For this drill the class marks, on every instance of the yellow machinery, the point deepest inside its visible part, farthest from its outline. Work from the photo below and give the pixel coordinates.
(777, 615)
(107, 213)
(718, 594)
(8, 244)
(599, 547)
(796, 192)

⁂

[Task statement]
Make an exact copy of the records.

[Written response]
For this drill the class marks, on every instance of the yellow machinery, the point deepest inside its visible part, farthest from its outline. Work from the photo below and give the pixel coordinates.
(777, 615)
(107, 213)
(718, 594)
(8, 244)
(599, 547)
(796, 192)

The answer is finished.